READING PASSAGE —
——————————
A foundation for knowledge discovery is established by organizing the local data
sources into ontologies. The interrelation of the local sources through the ontologies
facilitates the discovery of previously unknown connections between these sources. The
relation of the sources through ontologies with external data furthermore enables the
discovery of connections between the local data and external contextual knowledge
about the subjects in the sources.
The thesis of the project is that using ontology-based methods in representing core
concepts and their mutual relations in an ontology-structured knowledge base on top of
a primary database of scientific texts will bring about a much-improved functionality in
the areas of search results, automatic indexing and classification, as well as taskoriented
viewing of and navigating in collections of documents.
The project derives its direct relevance to business concerns from providing
solutions to concrete questions such as the following:
• How to semi-automatically collect and structure the domain knowledge relevant
to a collection of texts by using descriptions of central concepts, terminology,
taxonomies, and existing knowledge resources in the field?
• How to optimally represent domain knowledge in a formal system which, on the
one hand, enables consistency checks and inference of new knowledge, and on
the other, ensures a transparent and easily accessible systematization providing
new perspectives on the knowledge domain of the texts?
——————————
DATA SECTION —
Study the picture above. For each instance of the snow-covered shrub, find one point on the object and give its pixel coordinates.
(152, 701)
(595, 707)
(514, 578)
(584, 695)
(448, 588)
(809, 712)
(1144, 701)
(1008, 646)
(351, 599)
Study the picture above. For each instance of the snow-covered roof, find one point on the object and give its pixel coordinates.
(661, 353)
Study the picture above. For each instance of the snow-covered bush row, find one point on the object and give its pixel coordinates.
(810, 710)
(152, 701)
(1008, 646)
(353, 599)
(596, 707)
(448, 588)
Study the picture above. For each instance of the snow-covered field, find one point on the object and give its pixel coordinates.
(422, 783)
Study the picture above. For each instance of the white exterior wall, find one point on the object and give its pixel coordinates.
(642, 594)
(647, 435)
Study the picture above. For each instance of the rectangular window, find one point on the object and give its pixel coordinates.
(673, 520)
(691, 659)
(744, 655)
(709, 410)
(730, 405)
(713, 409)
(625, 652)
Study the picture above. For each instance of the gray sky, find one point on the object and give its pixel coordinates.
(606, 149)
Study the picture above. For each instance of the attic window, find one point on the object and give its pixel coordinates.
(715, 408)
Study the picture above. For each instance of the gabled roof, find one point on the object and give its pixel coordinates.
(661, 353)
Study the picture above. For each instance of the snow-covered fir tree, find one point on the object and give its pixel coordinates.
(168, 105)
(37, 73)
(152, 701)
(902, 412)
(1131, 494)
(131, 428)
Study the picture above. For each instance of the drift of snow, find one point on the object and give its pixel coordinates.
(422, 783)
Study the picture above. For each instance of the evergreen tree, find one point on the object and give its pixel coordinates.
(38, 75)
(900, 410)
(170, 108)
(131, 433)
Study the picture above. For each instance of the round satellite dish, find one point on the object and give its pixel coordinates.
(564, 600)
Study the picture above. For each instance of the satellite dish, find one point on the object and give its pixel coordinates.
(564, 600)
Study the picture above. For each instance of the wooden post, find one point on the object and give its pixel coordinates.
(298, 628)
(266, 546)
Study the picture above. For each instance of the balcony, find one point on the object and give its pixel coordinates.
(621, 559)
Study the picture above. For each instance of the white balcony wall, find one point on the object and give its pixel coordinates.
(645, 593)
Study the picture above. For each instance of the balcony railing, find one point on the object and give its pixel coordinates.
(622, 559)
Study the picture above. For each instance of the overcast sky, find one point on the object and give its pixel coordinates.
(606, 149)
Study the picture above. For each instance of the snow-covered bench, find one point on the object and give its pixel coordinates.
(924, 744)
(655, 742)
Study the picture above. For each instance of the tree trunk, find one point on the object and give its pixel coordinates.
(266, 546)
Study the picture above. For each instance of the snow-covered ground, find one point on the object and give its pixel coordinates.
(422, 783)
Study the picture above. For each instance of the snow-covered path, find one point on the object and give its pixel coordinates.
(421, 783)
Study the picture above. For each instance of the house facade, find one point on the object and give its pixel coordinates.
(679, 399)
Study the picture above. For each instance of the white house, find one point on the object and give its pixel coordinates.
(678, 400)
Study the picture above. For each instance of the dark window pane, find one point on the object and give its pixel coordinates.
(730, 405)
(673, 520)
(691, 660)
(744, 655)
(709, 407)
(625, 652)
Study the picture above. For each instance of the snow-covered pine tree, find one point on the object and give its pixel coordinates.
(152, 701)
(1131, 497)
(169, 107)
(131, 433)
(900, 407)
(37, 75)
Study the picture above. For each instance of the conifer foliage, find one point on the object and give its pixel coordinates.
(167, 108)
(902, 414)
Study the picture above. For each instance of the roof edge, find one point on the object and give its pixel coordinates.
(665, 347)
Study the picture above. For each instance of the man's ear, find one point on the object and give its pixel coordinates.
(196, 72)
——————————
EXERCISE INSTRUCTIONS — Could you write out the passage on ontology-based knowledge discovery word for word, from "The thesis of" up to and including "in the field?"?

COMPLETE OUTPUT —
The thesis of the project is that using ontology-based methods in representing core
concepts and their mutual relations in an ontology-structured knowledge base on top of
a primary database of scientific texts will bring about a much-improved functionality in
the areas of search results, automatic indexing and classification, as well as taskoriented
viewing of and navigating in collections of documents.
The project derives its direct relevance to business concerns from providing
solutions to concrete questions such as the following:
• How to semi-automatically collect and structure the domain knowledge relevant
to a collection of texts by using descriptions of central concepts, terminology,
taxonomies, and existing knowledge resources in the field?